= EXERCISE DIRECTIONS =
In the article below on India's LNG terminals, which company supplies gas to the Dahej terminal?

───── SELECTION ─────

The expansion of India’s economy over the next decade will push the country’s demand for natural gas beyond supply, but whether LNG can fill this supply gap is a function of both domestic and global economics. This second of two articles examines current and pending LNG projects as well as the effect of India’s natural gas pricing structure on their potential advancement.
The first article (OGJ, Dec. 19, 2005, p. 65) focused on the likelihood of meeting future demand through import pipeline projects and development of the country’s domestic pipeline infrastructure.
LNG could play an important role in reducing a future supply gap, especially in western India where the cost of coal is relatively high due to the distance from major coal fields in the eastern part of the country. Only three import terminals are either complete or under construction, but numerous proposals have been put forward for additional terminals.
Existing terminals
Dahej. LNG first flowed into India in January 2004 through Petronet LNG Ltd.’s 5-million tonne/year (tpy)Dahej terminal. Gas Authority of India Ltd., Oil and Natural Gas Corp., Indian Oil Corp., and Bharat Petroleum Corp. Ltd. make up Petronet. Gaz de France has taken 10% equity in the company as a strategic partner. The Asian Development Bank has 5% equity. Qatar’s RasGas Co. Ltd. supplies gas to Dahej. The gas is subsequently distributed through the Hazira-Bijaipur-Jagdishpur pipeline to consumers in Gujarat, Madhya Pradesh, Uttar Pradesh, Rajasthan, Haryana, and Delhi.
The terminal operated at half capacity in 2004, but Petronet exercised an option to obtain the fully contracted 5 million tpy from RasGas in 2005. Petronet plans to expand capacity to 10 million tpy by 2008.
Dabhol. The 5-million tpy Dabhol terminal is largely complete but still unused in the wake of the 2001 collapse of Enron Corp. The terminal was about 90% built when construction was halted in June 2001.The government recently mandated that GAIL revive the LNG facility and National Thermal Power Corp., the associated power plant. The terminal is to be operational by mid-2006. Potential buyers have expressed interest in the Dabhol LNG terminal due to the siting of the power plant and LNG terminal at the same facility.

───── DATA PROVIDED ─────

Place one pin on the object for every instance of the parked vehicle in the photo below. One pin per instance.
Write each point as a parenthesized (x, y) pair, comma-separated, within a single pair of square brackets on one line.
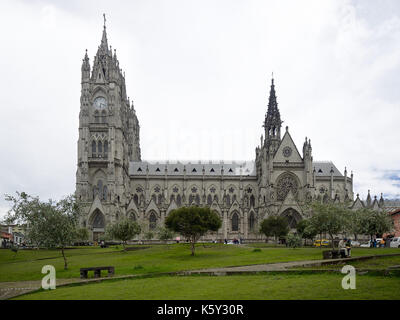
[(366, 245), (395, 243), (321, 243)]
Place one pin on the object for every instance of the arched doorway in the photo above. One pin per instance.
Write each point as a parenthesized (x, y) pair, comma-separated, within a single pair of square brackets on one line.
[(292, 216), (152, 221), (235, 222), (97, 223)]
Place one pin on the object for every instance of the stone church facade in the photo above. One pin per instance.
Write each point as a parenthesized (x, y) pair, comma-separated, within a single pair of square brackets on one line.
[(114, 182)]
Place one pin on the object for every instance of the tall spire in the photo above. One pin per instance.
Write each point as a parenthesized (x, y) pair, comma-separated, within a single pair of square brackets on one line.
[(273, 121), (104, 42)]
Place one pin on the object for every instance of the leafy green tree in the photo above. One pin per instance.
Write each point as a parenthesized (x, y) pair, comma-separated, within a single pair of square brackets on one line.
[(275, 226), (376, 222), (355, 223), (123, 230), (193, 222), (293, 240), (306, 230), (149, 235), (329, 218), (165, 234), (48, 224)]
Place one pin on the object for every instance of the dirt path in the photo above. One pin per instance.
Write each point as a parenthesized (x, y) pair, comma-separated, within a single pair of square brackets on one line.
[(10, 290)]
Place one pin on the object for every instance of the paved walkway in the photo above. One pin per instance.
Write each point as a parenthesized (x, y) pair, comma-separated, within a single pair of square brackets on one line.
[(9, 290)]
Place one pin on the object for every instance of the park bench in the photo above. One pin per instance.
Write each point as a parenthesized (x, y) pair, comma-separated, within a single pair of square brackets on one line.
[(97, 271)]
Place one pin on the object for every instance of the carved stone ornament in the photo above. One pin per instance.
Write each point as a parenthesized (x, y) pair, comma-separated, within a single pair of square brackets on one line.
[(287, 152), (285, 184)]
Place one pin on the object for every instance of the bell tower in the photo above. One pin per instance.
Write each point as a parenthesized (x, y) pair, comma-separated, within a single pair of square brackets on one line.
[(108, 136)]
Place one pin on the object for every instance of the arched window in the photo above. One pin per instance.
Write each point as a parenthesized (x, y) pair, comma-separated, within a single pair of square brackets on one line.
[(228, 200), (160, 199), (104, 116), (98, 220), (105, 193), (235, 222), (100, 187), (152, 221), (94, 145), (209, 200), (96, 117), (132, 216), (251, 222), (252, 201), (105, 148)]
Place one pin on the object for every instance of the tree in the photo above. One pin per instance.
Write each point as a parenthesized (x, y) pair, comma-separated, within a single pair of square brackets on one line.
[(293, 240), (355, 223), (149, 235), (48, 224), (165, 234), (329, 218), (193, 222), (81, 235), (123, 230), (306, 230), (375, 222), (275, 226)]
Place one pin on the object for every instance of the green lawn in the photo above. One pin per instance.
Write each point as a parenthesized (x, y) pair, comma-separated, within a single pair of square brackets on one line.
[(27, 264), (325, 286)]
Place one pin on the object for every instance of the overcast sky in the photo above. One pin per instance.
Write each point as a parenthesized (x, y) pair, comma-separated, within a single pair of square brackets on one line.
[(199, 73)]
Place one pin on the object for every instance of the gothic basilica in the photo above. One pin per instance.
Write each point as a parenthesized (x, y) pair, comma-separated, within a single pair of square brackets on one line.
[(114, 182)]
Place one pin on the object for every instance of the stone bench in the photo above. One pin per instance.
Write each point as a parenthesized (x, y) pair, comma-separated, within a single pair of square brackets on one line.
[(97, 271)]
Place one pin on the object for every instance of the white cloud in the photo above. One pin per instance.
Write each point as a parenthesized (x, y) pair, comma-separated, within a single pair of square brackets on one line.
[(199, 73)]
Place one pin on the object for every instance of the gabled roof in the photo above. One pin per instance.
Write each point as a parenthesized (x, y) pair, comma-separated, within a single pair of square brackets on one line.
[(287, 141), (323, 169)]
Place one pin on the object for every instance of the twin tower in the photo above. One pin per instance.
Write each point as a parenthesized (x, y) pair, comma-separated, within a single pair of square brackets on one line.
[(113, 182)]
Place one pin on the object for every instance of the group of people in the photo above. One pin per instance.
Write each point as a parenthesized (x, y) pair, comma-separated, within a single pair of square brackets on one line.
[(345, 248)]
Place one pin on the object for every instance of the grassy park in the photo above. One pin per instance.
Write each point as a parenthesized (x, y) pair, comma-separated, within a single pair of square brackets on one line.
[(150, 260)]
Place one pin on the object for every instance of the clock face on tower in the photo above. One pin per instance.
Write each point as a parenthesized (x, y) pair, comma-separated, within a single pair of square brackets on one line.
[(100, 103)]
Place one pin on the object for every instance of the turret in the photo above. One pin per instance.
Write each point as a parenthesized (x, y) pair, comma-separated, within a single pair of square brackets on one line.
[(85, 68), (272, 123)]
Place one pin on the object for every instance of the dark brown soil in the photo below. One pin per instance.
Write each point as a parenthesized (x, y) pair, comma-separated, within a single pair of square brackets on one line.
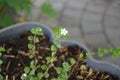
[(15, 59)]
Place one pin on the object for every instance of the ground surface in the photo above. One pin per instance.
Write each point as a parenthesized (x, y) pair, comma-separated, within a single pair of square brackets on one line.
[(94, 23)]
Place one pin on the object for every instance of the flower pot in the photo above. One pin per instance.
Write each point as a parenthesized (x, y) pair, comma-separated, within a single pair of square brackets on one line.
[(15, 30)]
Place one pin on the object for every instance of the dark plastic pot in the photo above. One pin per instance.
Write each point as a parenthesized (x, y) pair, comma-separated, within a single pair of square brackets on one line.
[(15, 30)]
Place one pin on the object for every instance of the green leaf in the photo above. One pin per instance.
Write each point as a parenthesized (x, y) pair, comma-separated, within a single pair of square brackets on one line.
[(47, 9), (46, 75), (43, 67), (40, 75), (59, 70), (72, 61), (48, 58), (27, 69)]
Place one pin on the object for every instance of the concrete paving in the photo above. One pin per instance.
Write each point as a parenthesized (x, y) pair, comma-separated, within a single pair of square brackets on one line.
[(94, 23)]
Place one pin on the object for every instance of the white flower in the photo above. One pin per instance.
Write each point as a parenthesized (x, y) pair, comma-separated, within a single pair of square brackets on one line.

─────

= THE RESPONSE =
Qatar's RasGas Co. Ltd.